**What to work on:**
a) Based on the Soft Black Stars review, decide whether each statement holds, answering yes or no and quoting the deciding words: (i) Nick Cave sang as a guest on All the Pretty Little Horses; (ii) Soft Black Stars came out before The Boatman's Call; (iii) the reviewer rates the album at 5 stars.
b) Write the next part of the Soft Black Stars review, picking up after its final sentence.
** Begin Passage given **
CURRENT 93 Soft Black Stars reviews


Showing all collaborators reviews and last reviews preview | Show all reviews/ratings

Collaborators/Experts Reviews

Review by Warthur
PROG REVIEWER
5 stars David Tibet and Nick Cave seem to have been on a similar musical wavelength in the mid-to-late 1990s: not only did Cave provide guest vocals on All the Pretty Little Horses, but also both Cave and Tibet ended up releasing albums which found them vocalising over sparse, melancholic piano-focused tunes in a creative departure from their previous work. Though Cave got his experiment in this vein out first in the form of The Boatman's Call, Tibet takes it further with Current 93's Soft Black Stars, creating a haunting atmosphere that Cave's No More Shall We Part would later only just manage to approach.
** End Passage given **
** Begin Information shown **
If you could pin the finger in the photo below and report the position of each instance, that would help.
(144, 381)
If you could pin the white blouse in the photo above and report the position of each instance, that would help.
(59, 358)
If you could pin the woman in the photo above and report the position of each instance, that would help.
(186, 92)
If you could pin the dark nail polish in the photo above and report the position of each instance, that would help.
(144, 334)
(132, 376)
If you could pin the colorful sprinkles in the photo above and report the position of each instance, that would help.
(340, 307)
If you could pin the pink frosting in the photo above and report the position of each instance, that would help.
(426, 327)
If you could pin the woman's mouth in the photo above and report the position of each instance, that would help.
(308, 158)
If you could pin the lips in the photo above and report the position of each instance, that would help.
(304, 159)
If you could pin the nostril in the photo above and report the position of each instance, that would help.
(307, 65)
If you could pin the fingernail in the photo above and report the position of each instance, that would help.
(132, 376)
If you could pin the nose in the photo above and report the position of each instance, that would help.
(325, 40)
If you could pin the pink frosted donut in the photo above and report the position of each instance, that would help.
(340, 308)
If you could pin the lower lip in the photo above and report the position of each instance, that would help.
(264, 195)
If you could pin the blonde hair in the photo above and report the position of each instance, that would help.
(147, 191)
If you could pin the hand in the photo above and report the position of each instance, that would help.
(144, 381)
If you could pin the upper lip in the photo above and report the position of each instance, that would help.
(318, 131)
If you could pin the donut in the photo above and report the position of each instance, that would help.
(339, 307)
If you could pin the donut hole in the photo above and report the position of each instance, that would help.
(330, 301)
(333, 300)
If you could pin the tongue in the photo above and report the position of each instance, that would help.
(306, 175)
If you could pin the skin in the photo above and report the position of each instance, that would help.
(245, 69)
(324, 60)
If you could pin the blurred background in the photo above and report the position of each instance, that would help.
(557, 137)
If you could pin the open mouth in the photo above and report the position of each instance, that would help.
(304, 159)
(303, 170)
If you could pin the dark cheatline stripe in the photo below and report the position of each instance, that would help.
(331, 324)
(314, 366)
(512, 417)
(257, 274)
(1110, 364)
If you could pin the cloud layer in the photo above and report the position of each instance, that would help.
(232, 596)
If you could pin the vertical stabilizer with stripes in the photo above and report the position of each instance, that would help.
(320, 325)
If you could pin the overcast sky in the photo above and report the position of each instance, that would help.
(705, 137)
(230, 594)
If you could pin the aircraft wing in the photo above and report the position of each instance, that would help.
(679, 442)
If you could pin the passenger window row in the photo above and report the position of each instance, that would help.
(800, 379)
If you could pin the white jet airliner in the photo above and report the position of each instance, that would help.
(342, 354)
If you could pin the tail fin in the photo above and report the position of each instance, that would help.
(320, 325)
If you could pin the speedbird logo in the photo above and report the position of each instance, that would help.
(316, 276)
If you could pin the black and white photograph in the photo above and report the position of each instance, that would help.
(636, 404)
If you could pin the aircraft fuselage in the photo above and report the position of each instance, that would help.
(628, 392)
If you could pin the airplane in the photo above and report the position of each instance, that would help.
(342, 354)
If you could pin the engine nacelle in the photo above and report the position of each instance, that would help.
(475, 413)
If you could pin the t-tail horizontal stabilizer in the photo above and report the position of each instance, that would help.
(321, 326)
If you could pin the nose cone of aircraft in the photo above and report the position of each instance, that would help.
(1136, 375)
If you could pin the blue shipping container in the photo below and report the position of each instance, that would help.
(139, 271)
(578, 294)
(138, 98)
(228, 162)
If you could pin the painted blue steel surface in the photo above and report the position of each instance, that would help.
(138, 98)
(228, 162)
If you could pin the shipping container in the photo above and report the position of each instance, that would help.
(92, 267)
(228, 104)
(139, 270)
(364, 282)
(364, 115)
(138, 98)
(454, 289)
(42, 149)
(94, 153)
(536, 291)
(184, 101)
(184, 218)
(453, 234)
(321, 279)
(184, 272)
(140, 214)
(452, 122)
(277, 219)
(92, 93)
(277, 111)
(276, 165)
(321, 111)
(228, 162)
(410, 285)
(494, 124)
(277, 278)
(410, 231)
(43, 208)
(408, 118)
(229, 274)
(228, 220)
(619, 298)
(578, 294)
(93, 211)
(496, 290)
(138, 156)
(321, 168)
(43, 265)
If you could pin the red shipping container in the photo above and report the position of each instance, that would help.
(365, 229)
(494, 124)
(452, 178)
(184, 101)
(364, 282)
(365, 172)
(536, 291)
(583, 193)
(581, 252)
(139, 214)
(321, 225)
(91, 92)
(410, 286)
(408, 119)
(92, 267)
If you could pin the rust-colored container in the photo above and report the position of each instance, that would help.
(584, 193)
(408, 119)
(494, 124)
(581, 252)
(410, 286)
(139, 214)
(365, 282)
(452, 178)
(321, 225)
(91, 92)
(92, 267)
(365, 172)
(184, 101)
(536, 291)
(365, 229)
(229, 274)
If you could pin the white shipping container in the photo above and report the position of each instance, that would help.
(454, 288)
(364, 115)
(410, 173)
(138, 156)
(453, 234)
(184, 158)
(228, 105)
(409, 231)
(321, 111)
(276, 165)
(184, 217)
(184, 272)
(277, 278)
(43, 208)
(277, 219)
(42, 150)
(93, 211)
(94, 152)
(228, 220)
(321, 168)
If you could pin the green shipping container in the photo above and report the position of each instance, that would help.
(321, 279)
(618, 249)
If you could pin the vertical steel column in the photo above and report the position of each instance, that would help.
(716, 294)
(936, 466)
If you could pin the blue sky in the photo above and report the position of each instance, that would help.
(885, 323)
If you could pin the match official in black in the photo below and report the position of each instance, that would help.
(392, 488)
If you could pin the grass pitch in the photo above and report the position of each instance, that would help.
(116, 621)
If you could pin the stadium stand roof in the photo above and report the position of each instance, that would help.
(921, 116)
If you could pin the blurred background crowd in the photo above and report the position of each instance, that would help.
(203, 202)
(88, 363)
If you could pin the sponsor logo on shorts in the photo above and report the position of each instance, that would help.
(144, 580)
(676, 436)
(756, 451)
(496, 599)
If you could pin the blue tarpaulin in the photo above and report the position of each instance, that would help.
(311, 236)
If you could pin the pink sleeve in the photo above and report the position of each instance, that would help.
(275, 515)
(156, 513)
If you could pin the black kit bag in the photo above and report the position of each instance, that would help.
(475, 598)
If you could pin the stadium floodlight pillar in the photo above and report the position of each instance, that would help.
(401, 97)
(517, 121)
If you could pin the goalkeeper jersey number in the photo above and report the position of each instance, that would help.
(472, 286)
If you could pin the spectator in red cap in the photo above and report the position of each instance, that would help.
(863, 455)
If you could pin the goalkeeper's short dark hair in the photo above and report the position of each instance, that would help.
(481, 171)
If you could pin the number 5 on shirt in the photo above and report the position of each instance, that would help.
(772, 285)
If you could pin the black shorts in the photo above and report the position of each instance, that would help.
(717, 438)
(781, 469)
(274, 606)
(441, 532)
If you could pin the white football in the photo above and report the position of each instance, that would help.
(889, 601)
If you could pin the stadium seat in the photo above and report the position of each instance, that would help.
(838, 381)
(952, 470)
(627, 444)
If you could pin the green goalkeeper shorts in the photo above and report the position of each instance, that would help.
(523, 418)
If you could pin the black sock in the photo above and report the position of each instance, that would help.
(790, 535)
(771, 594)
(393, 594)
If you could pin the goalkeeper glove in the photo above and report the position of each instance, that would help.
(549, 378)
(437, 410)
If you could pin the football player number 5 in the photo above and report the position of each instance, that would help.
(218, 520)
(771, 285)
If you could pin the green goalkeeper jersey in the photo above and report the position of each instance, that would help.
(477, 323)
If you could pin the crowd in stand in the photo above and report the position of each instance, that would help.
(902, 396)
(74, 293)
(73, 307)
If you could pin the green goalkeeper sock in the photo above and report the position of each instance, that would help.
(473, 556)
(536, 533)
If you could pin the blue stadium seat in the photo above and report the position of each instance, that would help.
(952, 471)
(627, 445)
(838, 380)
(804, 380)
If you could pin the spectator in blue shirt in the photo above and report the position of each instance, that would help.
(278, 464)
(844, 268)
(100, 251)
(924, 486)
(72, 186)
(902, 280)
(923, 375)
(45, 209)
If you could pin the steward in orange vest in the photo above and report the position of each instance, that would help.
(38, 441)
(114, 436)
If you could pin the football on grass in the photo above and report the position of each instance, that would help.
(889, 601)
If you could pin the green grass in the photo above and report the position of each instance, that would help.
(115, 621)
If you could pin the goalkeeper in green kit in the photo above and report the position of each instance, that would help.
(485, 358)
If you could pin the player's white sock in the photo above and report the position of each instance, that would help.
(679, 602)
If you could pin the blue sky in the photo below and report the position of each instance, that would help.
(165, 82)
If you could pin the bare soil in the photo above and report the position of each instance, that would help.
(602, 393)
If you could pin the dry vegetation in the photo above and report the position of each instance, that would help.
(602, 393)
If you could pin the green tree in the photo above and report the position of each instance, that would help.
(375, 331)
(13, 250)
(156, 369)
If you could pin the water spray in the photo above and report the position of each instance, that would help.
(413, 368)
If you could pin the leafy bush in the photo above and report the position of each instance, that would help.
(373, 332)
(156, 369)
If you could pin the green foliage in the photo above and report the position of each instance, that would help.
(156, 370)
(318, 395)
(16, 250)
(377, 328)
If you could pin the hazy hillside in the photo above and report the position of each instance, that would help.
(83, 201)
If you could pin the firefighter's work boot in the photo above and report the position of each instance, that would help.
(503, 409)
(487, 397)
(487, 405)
** End Information shown **
**Results in order:**
a)
(i) Yes: "not only did Cave provide guest vocals on All the Pretty Little Horses"
(ii) No: "Though Cave got his experiment in this vein out first in the form of The Boatman's Call"
(iii) Yes: "5 stars"

b)
As well as providing a major gear shift from the preceding neofolk-oriented albums, the new musical style also manages to bring out the best in David Tibet's voice, on perhaps his most tender and affecting vocal performance yet. Lyrically it is also very strong, with Tibet's clever sense of humour shown here and there on pieces like A Gothic Love Song and a poetic style which makes him perhaps one of the great unsung heroes of recent songwriting. Thematically, Tibet keeps things deeply personal for the most part, with nods here and there to his then-current obsessions. (For instance, he's still clearly under the spell of Thomas Ligotti, given that the title is taken from a phrase in a Ligotti story.)

Like nothing before it in the Current 93 discography, Soft Black Stars is an instant classic of piano-focused singer- songwriter poetry.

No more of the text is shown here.